A advocacia representa hoje, no País, um contingente de mais de 1.300.000 mulheres e homens para tal sacerdócio habilitados. A medicina congrega quase um terço disso e a engenharia algo acima de 930.000 profissionais, só para se ter uma ideia. Para além dos números, é a única atividade liberal expressamente mencionada na Constituição Cidadã (artigo 133). Quando, expostos esses dados, a OAB se pronuncia em temas de magnitude, que interferem nos direitos das pessoas (população como um todo e Estado Democrático), costuma-se parar para ouvir.
A cada três anos desde 1958, a Ordem realiza a sua Conferência Nacional, o que não se fez possível na pandemia do coronavírus, quando liderava a entidade o carioca Felipe Santa Cruz, daí porque a reunião que começa em breves semanas na cidade de Belo Horizonte (MG) se anuncia cercada de tantas expectativas.

# Questões do material
- 1) Transcreva do texto sobre a advocacia o trecho que começa em "A cada três" e segue até "de tantas expectativas.".
- 2) Segundo o texto sobre a advocacia, em que cidade vai acontecer a próxima Conferência Nacional da Ordem?
As entradas a seguir foram tiradas de outra fonte.

# Dados de origem
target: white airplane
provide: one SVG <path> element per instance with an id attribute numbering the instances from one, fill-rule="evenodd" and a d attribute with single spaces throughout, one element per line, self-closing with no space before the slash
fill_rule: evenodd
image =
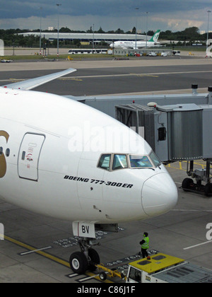
<path id="1" fill-rule="evenodd" d="M 29 91 L 75 69 L 0 87 L 0 197 L 69 220 L 81 252 L 72 270 L 95 269 L 95 224 L 143 220 L 177 202 L 170 175 L 139 134 L 74 100 Z"/>
<path id="2" fill-rule="evenodd" d="M 160 45 L 160 42 L 158 42 L 158 39 L 159 37 L 160 30 L 158 30 L 157 32 L 153 35 L 151 39 L 148 41 L 115 41 L 113 43 L 110 45 L 110 47 L 112 48 L 123 48 L 123 49 L 134 49 L 137 50 L 139 48 L 142 47 L 158 47 Z"/>

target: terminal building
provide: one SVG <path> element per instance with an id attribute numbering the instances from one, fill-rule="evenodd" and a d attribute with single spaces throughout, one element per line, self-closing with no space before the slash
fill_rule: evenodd
<path id="1" fill-rule="evenodd" d="M 27 32 L 25 33 L 19 33 L 23 36 L 40 36 L 40 32 Z M 57 33 L 53 32 L 42 32 L 42 38 L 45 38 L 49 41 L 57 40 Z M 146 41 L 146 36 L 144 35 L 137 34 L 137 40 Z M 148 40 L 151 38 L 151 36 L 147 36 Z M 93 41 L 95 43 L 101 42 L 102 41 L 106 42 L 112 42 L 113 41 L 119 40 L 135 40 L 135 34 L 107 34 L 107 33 L 59 33 L 59 40 L 80 40 L 81 42 L 90 42 Z"/>

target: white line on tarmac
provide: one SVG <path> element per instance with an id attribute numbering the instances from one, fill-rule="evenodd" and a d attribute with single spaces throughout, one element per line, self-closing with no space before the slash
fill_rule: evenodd
<path id="1" fill-rule="evenodd" d="M 49 246 L 49 247 L 40 248 L 39 250 L 30 250 L 29 252 L 21 252 L 20 255 L 20 256 L 24 256 L 25 255 L 32 254 L 33 252 L 38 252 L 40 250 L 48 250 L 49 248 L 52 248 L 52 247 Z"/>
<path id="2" fill-rule="evenodd" d="M 184 250 L 189 250 L 190 248 L 196 248 L 200 245 L 206 245 L 207 243 L 212 243 L 212 240 L 208 240 L 208 241 L 206 241 L 205 243 L 199 243 L 199 245 L 192 245 L 191 247 L 184 248 Z"/>

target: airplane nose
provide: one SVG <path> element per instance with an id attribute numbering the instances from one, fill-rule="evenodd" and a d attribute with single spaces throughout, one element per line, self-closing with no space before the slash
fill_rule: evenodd
<path id="1" fill-rule="evenodd" d="M 143 210 L 150 216 L 169 211 L 178 199 L 177 187 L 167 173 L 148 178 L 143 184 L 141 195 Z"/>

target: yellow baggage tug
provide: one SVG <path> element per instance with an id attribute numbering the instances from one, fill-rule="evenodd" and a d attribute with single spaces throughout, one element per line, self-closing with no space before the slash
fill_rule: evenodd
<path id="1" fill-rule="evenodd" d="M 129 264 L 126 283 L 212 283 L 212 271 L 158 253 Z"/>

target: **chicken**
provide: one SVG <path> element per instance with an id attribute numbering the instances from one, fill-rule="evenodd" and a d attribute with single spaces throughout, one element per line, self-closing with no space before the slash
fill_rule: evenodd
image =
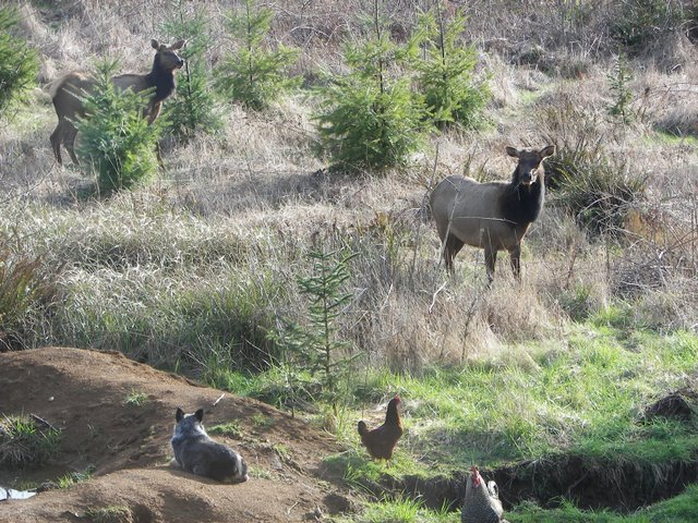
<path id="1" fill-rule="evenodd" d="M 504 509 L 500 501 L 497 484 L 489 482 L 485 486 L 477 466 L 472 466 L 466 483 L 466 498 L 460 512 L 461 523 L 507 523 L 502 519 Z"/>
<path id="2" fill-rule="evenodd" d="M 402 437 L 402 422 L 397 409 L 399 404 L 400 397 L 396 396 L 388 403 L 385 423 L 373 430 L 369 430 L 363 421 L 359 422 L 361 441 L 375 460 L 389 460 L 393 458 L 393 450 L 398 439 Z"/>

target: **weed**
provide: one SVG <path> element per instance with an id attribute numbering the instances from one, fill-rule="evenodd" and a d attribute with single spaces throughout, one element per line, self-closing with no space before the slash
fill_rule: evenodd
<path id="1" fill-rule="evenodd" d="M 252 426 L 255 430 L 267 430 L 272 428 L 275 424 L 275 421 L 272 416 L 265 416 L 262 413 L 257 413 L 252 416 Z"/>
<path id="2" fill-rule="evenodd" d="M 60 269 L 46 270 L 40 256 L 9 248 L 0 236 L 0 352 L 22 349 L 31 341 L 31 318 L 53 302 Z"/>
<path id="3" fill-rule="evenodd" d="M 131 509 L 125 504 L 115 504 L 101 509 L 88 508 L 85 516 L 94 523 L 121 523 L 131 521 Z"/>
<path id="4" fill-rule="evenodd" d="M 27 416 L 0 419 L 0 465 L 40 465 L 58 454 L 61 433 Z"/>
<path id="5" fill-rule="evenodd" d="M 123 399 L 124 405 L 143 406 L 148 399 L 148 394 L 145 392 L 137 392 L 135 389 L 131 389 L 131 392 Z"/>
<path id="6" fill-rule="evenodd" d="M 70 488 L 76 483 L 87 482 L 92 479 L 92 475 L 94 472 L 95 467 L 93 465 L 89 465 L 84 471 L 71 472 L 59 477 L 58 479 L 56 479 L 56 483 L 58 485 L 58 488 Z"/>
<path id="7" fill-rule="evenodd" d="M 244 434 L 240 426 L 240 422 L 234 419 L 232 422 L 214 425 L 213 427 L 208 427 L 207 430 L 209 434 L 219 434 L 221 436 L 229 436 L 232 438 L 241 438 Z"/>

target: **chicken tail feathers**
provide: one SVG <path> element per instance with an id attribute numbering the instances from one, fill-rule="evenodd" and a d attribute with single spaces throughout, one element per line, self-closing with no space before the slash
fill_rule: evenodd
<path id="1" fill-rule="evenodd" d="M 366 434 L 369 434 L 369 427 L 366 427 L 366 424 L 363 421 L 359 422 L 358 428 L 359 428 L 360 436 L 363 437 Z"/>

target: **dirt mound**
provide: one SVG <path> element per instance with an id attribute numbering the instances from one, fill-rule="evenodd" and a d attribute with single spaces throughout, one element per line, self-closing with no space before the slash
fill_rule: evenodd
<path id="1" fill-rule="evenodd" d="M 92 479 L 68 489 L 1 502 L 2 522 L 91 521 L 100 510 L 98 521 L 296 522 L 347 504 L 322 481 L 332 479 L 322 458 L 341 450 L 329 436 L 258 401 L 226 393 L 214 406 L 220 391 L 120 353 L 48 348 L 3 354 L 0 390 L 0 413 L 35 414 L 61 430 L 56 471 L 94 470 Z M 249 482 L 221 485 L 169 465 L 177 406 L 203 408 L 208 428 L 234 423 L 234 430 L 215 438 L 245 458 Z M 1 471 L 0 485 L 47 478 L 41 473 L 50 471 Z"/>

# Respostas apresentadas
- 1)
A cada três anos desde 1958, a Ordem realiza a sua Conferência Nacional, o que não se fez possível na pandemia do coronavírus, quando liderava a entidade o carioca Felipe Santa Cruz, daí porque a reunião que começa em breves semanas na cidade de Belo Horizonte (MG) se anuncia cercada de tantas expectativas.

- 2) Em Belo Horizonte (MG).